**Text segment:**
+ + + + + + +

Friday, August 19, 2011

It's the First Step that Counts

"He watched it warily, as if it were an enemy that was trying to entice him again into a war that he had renounced.  Even in the dim, familiar quiet of the library, in an empty carrel that he found hidden in the lower depths of the stacks, he had a hard time making himself look at the pages he carried with him.  He opened other books and read paragraphs at random; he sat still, inhaling the musty odor that came from the old books.  Finally he sighed; unable to put it off any longer, he opened the folder and glanced hastily at the first pages."
                                     

For William Stoner, "it" was a manuscript he wanted desperately to read yet kept putting off.  For me "it" is my thesis proposal.  I know what I want to write about.  I know what I want to read.  I know I want to write my thesis.  I don't, however, want to start.

Every time I start - actually start - I get sucked in for hours.  I have fits of excitement and creativity about what can be uncovered, where it will take in both my studies and my life.  I can't think of anything I want to do besides study, read, dig.....research.  A dreaded word to many but to me one which implies doing what is only natural: exploring.  Uncovering links, mapping out patterns, immersing myself in a new language, new land, new acres of the forest.  That ever growing forest of knowledge into which I can only ever hope to map some territory.

Some days I know exactly where I am heading;  a determined hiker seeing the passing landscape merely as a familiar path to a knowable destination.  Other days I wander aimlessly, often enticed by a glimmer in the distance but never convinced to take any one path over another.  I look around and assess, take it all in, breath the scent of fresh new places.  Yet, I also have that pit in my stomach.  The fear of being lost in a new, vast, open-in-all-directions place.  Anything could happen.  Every path looks the same from where I stand but, with unseeable ends, how can I possibly choose?  How can I know that in going one way, I am not limiting my ability to go back, make the decision again, choose a better path?  What if I get lost, it gets dark, the path ends?  So I stand there, frozen in panic, overwhelmed.

+ + + + + + +

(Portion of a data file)

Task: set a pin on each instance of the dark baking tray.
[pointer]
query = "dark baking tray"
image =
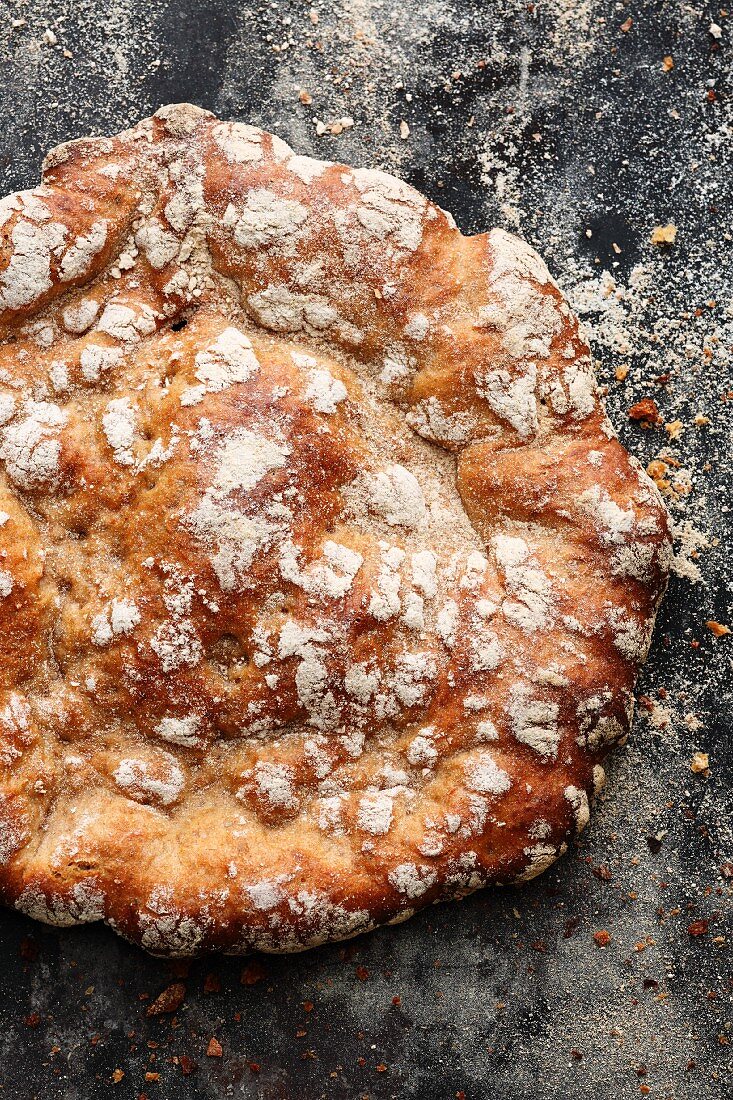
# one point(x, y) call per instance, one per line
point(562, 120)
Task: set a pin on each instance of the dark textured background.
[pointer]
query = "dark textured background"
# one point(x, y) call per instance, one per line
point(556, 119)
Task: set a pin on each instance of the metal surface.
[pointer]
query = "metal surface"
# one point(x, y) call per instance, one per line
point(560, 120)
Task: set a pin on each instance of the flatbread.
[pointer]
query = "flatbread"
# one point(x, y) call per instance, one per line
point(324, 579)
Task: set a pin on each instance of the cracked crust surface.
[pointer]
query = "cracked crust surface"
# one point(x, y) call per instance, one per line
point(324, 580)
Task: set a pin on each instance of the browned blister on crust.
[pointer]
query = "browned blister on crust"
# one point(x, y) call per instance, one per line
point(324, 580)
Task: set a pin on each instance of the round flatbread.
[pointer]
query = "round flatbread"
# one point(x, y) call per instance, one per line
point(324, 579)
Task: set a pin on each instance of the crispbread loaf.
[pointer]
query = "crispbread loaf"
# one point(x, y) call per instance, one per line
point(324, 580)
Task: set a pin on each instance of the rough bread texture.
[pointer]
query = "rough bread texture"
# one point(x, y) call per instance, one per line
point(324, 580)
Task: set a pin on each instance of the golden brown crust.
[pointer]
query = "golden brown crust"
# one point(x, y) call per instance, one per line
point(324, 579)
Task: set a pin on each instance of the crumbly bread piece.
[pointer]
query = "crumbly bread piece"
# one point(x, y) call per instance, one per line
point(324, 580)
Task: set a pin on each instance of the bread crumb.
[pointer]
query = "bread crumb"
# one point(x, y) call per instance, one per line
point(664, 234)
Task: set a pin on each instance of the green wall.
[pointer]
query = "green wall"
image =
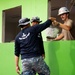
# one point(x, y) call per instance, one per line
point(60, 57)
point(30, 8)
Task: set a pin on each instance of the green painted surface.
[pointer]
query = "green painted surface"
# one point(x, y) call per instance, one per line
point(30, 8)
point(60, 57)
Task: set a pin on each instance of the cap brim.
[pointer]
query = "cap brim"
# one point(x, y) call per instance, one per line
point(36, 21)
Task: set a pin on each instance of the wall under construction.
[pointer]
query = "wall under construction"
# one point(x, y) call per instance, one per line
point(59, 55)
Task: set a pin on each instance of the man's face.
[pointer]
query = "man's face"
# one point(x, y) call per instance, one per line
point(64, 16)
point(34, 23)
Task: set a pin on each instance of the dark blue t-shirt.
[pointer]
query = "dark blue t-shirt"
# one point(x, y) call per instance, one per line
point(27, 41)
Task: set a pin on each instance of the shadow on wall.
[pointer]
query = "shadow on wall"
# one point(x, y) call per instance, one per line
point(72, 55)
point(53, 47)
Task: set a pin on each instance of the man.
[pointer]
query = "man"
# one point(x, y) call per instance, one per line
point(67, 26)
point(36, 21)
point(27, 45)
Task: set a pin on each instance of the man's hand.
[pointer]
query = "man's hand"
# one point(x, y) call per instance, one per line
point(55, 23)
point(52, 18)
point(18, 69)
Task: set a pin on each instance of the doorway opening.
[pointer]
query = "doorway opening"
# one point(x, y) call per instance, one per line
point(10, 27)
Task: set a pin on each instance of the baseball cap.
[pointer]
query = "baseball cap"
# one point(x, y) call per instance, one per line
point(35, 19)
point(24, 21)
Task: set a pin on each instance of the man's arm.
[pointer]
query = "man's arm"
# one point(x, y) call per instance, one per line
point(17, 64)
point(59, 37)
point(17, 53)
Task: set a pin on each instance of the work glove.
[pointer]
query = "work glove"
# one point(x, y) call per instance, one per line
point(52, 18)
point(55, 23)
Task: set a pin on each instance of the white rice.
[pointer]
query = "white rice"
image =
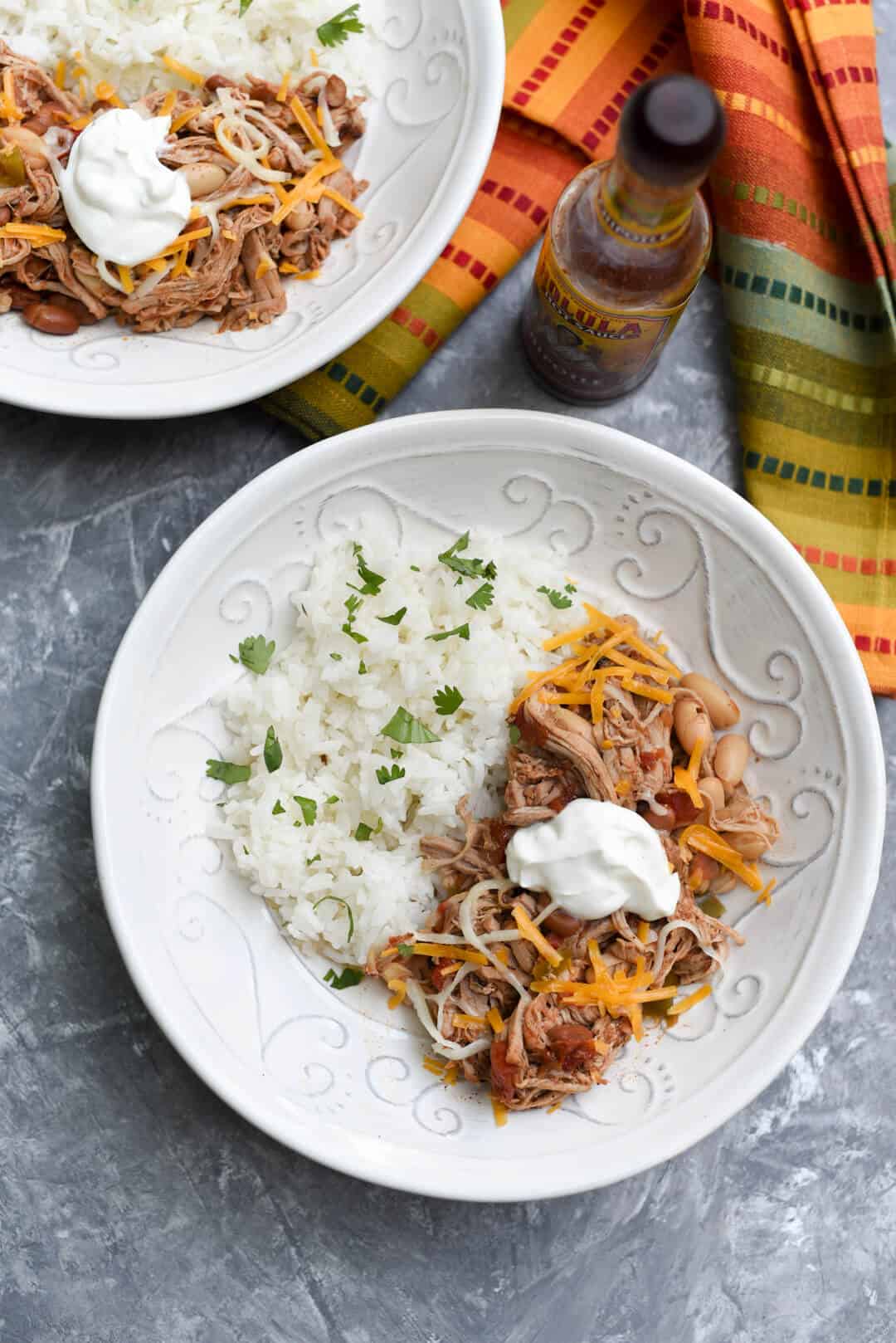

+ + + + + + +

**Work instructions:** Retype the part of the blog post that opens with the words containing "Every time I" and closes with "map some territory.". These items have no connection to the blog post above.

**Exercise response:**
Every time I start - actually start - I get sucked in for hours.  I have fits of excitement and creativity about what can be uncovered, where it will take in both my studies and my life.  I can't think of anything I want to do besides study, read, dig.....research.  A dreaded word to many but to me one which implies doing what is only natural: exploring.  Uncovering links, mapping out patterns, immersing myself in a new language, new land, new acres of the forest.  That ever growing forest of knowledge into which I can only ever hope to map some territory.